** Text **
= = = = =

Mol­ecular structure of fac-[Mo(CO)₃(DMSO)₃]

The title compound fac-[Mo(CO)₃(DMSO)₃] was synthesized and crystallized as an alternative starting material for the more frequently used fac-[Mo(CH₃CN)₃(CO)₃]. The DMSO complex was first reported in 1959 and apparently never mentioned again afterwards. Its crystal structure remained unknown to date. The observed metrical parameters of the now presented structural X-ray diffraction analysis are correlated to FT–IR data and compared to related complexes. Packing patterns and inter­molecular non-classical hydrogen-bonding inter­actions are discussed.

= = = = =

** Instruction 1 **
Rewrite the rows of Block 1 as a numbered list, skipping any blank lines and omitting the picture.

** Given data **
= = = = =

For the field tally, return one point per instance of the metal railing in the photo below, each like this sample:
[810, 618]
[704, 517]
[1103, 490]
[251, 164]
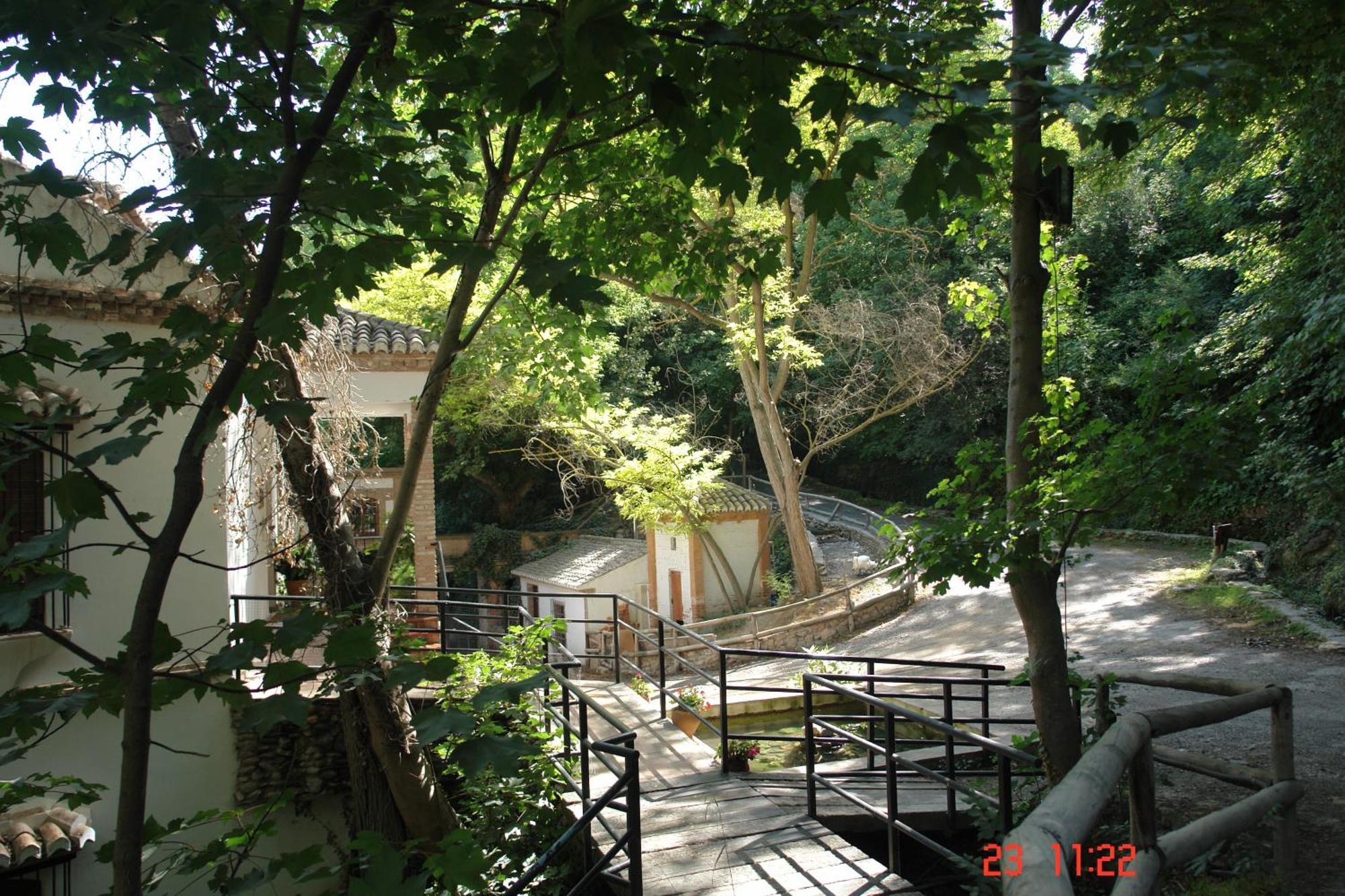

= = = = =

** Instruction 2 **
Continue the text on the molecular structure of fac-[Mo(CO)₃(DMSO)₃] from its last sentence.

** Reply 1 **
1. For the field tally, return one point per instance of the metal railing in the photo below, each like this sample:
2. [810, 618]
3. [704, 517]
4. [1103, 490]
5. [251, 164]

** Reply 2 **
Abstract

The title compound, tri­carbonyl­tris­(dimethyl sulfoxide)­molybdenum, [Mo(C₂H₆OS)₃(CO)₃] or fac-[Mo(CO)₃(DMSO)₃], crystallizes in the triclinic space group P with two mol­ecules in the unit cell. The geometry around the central molybdenum is slightly distorted octa­hedral and the facial isomer is found exclusively. The packing within the crystal is stabilized by three-dimensional non-classical inter­molecular hydrogen-bonding contacts between individual methyl substituents of di­methyl sulfoxide and the oxygen atoms of either another di­methyl sulfoxide or a carbonyl ligand on adjacent complex mol­ecules. The observed bond lengths in the carbonyl ligands and between carbonyl carbon atoms and molybdenum are correlated to the observed FT–IR bands for the carbonyl stretches and compared to respective metrical parameters of related complexes.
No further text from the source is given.